Start of Provided data

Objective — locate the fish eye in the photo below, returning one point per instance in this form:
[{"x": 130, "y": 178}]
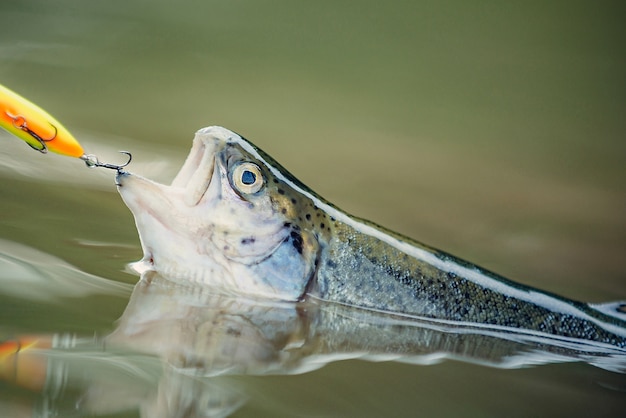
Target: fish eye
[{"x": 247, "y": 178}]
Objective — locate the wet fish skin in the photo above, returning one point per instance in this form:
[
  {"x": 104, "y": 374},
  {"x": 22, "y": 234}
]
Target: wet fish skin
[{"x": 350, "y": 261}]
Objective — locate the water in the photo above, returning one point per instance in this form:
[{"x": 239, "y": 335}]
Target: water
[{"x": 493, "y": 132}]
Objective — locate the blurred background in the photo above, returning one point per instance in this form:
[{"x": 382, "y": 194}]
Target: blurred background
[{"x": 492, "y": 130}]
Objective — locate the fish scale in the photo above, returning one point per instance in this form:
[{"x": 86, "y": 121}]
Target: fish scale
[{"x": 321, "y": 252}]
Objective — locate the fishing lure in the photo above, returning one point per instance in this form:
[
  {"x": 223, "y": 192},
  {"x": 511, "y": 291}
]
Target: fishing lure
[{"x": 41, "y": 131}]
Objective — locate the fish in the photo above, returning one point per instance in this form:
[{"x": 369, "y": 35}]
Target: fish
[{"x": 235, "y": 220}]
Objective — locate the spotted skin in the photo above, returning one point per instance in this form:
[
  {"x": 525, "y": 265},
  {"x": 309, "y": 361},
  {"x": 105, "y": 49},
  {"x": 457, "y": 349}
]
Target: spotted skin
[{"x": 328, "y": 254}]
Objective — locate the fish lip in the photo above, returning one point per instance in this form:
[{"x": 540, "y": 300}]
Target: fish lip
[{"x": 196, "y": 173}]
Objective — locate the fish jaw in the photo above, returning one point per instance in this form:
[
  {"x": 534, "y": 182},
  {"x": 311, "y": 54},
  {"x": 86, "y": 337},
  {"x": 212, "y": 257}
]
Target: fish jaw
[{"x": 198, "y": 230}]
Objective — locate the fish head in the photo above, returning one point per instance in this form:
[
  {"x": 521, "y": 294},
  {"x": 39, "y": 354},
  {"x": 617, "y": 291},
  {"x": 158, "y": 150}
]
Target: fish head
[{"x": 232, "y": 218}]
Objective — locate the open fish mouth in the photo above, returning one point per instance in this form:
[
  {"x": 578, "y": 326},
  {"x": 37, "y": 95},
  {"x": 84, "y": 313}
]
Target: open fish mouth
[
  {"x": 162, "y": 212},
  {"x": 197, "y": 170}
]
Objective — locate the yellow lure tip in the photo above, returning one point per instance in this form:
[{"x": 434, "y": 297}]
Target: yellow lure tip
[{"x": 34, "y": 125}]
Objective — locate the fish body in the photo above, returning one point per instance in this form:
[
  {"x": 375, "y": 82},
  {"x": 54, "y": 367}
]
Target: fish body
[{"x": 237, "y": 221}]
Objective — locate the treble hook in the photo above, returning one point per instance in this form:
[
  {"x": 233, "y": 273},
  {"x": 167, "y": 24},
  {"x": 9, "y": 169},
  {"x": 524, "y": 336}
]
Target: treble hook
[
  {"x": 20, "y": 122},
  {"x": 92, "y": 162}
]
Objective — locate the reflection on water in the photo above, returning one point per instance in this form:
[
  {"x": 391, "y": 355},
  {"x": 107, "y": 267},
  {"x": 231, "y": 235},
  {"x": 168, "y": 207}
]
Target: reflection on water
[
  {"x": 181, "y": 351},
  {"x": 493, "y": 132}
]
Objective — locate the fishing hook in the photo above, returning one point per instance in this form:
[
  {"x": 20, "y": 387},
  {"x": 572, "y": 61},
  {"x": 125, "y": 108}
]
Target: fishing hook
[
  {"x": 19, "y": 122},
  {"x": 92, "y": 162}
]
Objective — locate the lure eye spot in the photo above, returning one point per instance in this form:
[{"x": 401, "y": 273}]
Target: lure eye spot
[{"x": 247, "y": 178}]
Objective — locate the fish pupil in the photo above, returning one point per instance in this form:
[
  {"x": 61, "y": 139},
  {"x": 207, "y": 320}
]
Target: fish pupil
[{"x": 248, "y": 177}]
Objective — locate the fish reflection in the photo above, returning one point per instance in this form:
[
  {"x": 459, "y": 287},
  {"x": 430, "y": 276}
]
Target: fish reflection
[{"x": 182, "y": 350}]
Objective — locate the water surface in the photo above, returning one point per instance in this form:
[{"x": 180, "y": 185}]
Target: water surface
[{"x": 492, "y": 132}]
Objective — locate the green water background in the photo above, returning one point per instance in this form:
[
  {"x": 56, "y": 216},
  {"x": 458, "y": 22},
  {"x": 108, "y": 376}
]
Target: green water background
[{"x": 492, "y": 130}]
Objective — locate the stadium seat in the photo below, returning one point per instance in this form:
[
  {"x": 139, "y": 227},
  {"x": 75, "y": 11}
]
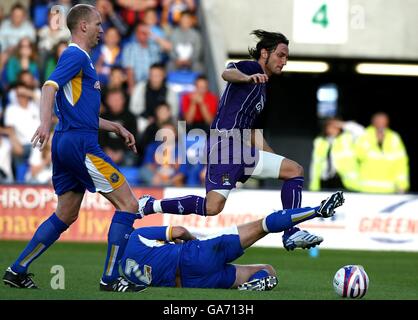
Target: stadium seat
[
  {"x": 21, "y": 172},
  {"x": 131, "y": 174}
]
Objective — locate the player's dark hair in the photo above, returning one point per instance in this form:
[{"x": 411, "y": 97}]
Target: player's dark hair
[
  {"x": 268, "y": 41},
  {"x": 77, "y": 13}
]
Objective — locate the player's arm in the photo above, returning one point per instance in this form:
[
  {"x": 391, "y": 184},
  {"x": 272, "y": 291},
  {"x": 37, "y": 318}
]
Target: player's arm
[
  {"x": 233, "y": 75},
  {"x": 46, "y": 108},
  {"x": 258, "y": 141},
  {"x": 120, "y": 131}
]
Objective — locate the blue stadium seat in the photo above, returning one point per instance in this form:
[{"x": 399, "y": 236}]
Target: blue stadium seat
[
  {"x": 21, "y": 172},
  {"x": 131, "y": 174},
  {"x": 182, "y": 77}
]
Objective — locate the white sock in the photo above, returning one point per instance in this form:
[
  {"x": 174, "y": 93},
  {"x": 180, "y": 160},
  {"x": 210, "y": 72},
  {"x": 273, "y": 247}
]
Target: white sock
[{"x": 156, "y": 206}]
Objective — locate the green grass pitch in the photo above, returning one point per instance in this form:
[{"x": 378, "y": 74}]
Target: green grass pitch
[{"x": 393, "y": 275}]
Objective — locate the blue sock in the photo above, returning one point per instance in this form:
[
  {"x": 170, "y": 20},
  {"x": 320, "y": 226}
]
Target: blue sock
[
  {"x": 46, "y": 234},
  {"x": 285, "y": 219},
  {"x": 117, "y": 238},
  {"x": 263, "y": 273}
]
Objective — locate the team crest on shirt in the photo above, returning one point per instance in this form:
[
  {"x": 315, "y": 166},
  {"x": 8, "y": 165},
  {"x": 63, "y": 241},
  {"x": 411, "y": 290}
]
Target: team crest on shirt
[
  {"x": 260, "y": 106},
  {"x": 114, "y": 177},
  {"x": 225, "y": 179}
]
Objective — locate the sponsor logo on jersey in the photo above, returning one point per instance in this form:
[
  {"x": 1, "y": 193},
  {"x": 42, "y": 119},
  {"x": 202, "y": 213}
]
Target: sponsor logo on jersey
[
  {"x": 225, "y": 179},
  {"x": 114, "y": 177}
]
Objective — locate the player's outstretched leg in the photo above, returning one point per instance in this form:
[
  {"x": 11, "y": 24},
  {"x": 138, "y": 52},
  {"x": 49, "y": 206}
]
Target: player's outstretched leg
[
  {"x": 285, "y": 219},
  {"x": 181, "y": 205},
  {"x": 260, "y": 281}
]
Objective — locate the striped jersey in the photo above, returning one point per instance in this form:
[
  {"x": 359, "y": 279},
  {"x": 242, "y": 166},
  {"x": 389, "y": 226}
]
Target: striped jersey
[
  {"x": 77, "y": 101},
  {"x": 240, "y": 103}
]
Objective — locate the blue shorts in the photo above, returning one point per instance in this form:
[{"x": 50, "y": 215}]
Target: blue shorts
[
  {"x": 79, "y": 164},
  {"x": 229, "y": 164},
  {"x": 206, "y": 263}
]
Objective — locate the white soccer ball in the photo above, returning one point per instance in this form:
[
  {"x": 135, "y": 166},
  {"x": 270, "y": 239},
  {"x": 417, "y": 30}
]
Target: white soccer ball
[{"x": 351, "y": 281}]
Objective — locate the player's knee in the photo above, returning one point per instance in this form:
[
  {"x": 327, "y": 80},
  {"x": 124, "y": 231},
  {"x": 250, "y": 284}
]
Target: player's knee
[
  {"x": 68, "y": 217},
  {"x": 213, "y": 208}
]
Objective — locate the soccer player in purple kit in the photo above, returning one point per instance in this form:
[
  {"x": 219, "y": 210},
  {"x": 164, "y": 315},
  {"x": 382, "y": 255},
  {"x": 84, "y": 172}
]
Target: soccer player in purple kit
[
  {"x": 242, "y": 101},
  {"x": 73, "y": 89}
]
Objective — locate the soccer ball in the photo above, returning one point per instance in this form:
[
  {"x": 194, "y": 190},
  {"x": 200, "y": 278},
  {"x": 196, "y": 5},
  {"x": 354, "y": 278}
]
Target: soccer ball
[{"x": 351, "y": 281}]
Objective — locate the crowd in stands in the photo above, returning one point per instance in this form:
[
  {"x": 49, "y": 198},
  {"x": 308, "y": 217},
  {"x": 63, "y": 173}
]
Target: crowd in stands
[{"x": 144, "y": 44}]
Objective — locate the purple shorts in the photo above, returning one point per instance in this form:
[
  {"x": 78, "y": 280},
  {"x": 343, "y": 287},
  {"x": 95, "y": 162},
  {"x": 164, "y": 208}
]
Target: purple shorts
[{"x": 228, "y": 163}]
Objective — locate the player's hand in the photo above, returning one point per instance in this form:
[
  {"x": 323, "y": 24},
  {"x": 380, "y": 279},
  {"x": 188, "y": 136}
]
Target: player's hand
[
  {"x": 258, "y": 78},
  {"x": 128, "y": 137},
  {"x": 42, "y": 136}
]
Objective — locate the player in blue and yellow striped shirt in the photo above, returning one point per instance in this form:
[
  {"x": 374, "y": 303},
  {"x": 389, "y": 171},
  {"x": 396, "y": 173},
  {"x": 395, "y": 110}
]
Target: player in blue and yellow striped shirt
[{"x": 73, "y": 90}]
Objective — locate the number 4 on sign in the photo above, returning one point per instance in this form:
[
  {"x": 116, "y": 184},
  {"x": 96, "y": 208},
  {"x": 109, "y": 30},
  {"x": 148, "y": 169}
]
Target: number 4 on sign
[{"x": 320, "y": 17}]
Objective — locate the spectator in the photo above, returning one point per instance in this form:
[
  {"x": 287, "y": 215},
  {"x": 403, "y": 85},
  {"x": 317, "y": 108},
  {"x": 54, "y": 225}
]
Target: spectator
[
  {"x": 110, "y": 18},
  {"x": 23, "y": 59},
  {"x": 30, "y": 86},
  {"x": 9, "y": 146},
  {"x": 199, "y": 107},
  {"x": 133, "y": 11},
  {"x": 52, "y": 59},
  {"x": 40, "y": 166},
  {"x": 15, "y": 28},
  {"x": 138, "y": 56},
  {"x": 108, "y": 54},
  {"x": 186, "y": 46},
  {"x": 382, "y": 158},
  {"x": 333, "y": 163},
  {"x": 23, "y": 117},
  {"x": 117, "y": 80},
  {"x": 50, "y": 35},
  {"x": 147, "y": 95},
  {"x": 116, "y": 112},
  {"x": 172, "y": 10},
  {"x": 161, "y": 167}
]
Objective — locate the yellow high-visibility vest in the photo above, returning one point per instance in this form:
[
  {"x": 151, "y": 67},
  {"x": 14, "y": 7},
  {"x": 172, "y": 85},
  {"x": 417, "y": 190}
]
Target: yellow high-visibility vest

End of Provided data

_Action item_
Using the data above, retype exactly the lines from the line with "Target: lure eye spot" to the line with "Objective — locate the blue stadium", inclusive. No pictures and nothing else.

_Answer box_
Target: lure eye spot
[{"x": 247, "y": 178}]
Objective — locate the fish pupil in the photo above, returning one point per instance in this form:
[
  {"x": 61, "y": 139},
  {"x": 207, "y": 320}
]
Target: fish pupil
[{"x": 248, "y": 177}]
Objective — locate the fish reflection in the photo above, returning one point per instance in this form:
[
  {"x": 459, "y": 287},
  {"x": 430, "y": 276}
]
Target: fish reflection
[{"x": 182, "y": 350}]
Objective — locate the water surface in the photo above, returning one point per instance in this form:
[{"x": 180, "y": 185}]
Target: water surface
[{"x": 492, "y": 132}]
Objective — locate the green water background in the photo above, returning one point per instance in this form:
[
  {"x": 56, "y": 216},
  {"x": 458, "y": 22},
  {"x": 108, "y": 376}
]
Target: green water background
[{"x": 492, "y": 130}]
Objective — locate the stadium seat in the photo below, returning one point per instance in this form:
[
  {"x": 139, "y": 227},
  {"x": 75, "y": 11}
]
Target: stadium seat
[
  {"x": 21, "y": 172},
  {"x": 131, "y": 174}
]
Objective — locate the player's dark hair in the photo above, returning one point per instance in this form:
[{"x": 411, "y": 97}]
Target: player's dark hair
[
  {"x": 268, "y": 41},
  {"x": 77, "y": 13}
]
Objective — locate the player's arm in the photo above, returning one point per instance in this form:
[
  {"x": 391, "y": 184},
  {"x": 272, "y": 291},
  {"x": 37, "y": 318}
]
Target: player's arm
[
  {"x": 233, "y": 75},
  {"x": 46, "y": 108},
  {"x": 258, "y": 141},
  {"x": 120, "y": 131}
]
Objective — locate the blue stadium seat in the photo above, returning one point per instance in this form:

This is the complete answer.